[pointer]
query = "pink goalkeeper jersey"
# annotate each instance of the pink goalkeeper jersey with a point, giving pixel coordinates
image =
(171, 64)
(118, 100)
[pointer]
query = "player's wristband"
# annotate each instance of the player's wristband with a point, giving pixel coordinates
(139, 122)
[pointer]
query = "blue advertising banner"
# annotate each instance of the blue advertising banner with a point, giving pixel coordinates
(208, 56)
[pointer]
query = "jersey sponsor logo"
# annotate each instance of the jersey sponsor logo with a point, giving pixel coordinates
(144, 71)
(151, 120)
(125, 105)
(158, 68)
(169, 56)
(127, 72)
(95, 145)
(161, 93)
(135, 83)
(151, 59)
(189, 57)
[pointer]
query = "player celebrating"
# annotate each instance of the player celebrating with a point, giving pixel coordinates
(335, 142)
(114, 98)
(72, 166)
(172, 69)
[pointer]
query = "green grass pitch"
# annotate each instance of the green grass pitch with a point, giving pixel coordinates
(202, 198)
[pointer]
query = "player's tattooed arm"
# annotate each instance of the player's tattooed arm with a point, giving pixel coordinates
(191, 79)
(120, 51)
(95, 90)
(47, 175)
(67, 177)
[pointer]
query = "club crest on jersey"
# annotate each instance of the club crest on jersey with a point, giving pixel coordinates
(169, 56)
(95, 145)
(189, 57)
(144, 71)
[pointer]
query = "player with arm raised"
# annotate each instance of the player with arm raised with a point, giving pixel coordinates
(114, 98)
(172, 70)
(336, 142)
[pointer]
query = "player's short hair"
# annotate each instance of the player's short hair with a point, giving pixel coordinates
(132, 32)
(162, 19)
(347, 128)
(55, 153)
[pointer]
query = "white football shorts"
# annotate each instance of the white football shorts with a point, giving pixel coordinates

----

Goal => Give all the records again. Match them exactly.

Solution for this problem =>
[pointer]
query = "pink goalkeeper jersey"
# annotate each instance of the pink goalkeeper jersey with a point, giving pixel coordinates
image =
(171, 64)
(118, 100)
[pointer]
query = "player's wristband"
# annotate each instance of the player's wristband with a point, giving pixel coordinates
(139, 122)
[pointer]
query = "blue advertising banner"
# annotate each instance of the blue advertising banner with a point, giving pixel coordinates
(208, 56)
[pointer]
query = "jersey sponsor logo"
# annotate each instance of the jersey sponsor logo with a point, giving pixel coordinates
(144, 71)
(151, 120)
(125, 105)
(158, 68)
(169, 56)
(127, 72)
(95, 145)
(161, 93)
(135, 83)
(151, 59)
(189, 57)
[pointer]
query = "player celebrating"
# annotate each instance of the player celebrating with a point, giving pixel coordinates
(335, 142)
(114, 98)
(72, 166)
(172, 69)
[pointer]
query = "green grass pitch"
# annotate each instance of the green grass pitch with a point, giving pixel coordinates
(202, 198)
[pointer]
query = "player's tattooed arm"
# annotate each instance of the player's tattooed arm with a point, giving pixel coordinates
(191, 79)
(120, 51)
(95, 90)
(47, 175)
(67, 177)
[pointer]
query = "club crest on jersey"
# annotate each instance of the club crest on jersey with a point, giving pixel coordinates
(169, 56)
(95, 145)
(189, 57)
(144, 71)
[pointer]
query = "player with arm raised"
# annotate each instance of the player with arm raised with a point, giving pixel coordinates
(114, 98)
(172, 70)
(336, 142)
[pointer]
query = "player's short hair"
# annotate each instance of the player's short hair with a point, giving pixel coordinates
(132, 32)
(162, 19)
(347, 128)
(55, 153)
[pointer]
query = "white football shorts"
# annotate each instance of the white football shorts with a point, giving pixel coordinates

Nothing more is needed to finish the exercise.